**任务说明**
请把下列记录中的“instance”一律替换成“object”，其余内容原样保留，重新写出这些行。

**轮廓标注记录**

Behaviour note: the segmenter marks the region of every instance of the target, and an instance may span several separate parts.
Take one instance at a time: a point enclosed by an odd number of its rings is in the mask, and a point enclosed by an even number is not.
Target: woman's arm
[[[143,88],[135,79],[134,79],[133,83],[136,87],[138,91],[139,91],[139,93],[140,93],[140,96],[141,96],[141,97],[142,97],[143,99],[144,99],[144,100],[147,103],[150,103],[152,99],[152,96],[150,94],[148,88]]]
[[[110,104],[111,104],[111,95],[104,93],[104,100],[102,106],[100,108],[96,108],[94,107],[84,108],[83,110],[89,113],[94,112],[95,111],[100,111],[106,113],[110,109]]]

**任务结果**
Behaviour note: the segmenter marks the region of every object of the target, and an object may span several separate parts.
Take one object at a time: a point enclosed by an odd number of its rings is in the mask, and a point enclosed by an even number is not.
Target: woman's arm
[[[143,88],[135,79],[134,79],[133,83],[136,87],[138,91],[139,91],[139,93],[140,93],[140,96],[141,96],[141,97],[142,97],[143,99],[144,99],[144,100],[147,103],[150,103],[152,99],[152,96],[150,94],[148,88]]]
[[[110,104],[111,104],[111,95],[104,93],[104,100],[102,106],[100,108],[96,108],[94,107],[84,108],[83,110],[89,113],[94,112],[95,111],[100,111],[106,113],[110,109]]]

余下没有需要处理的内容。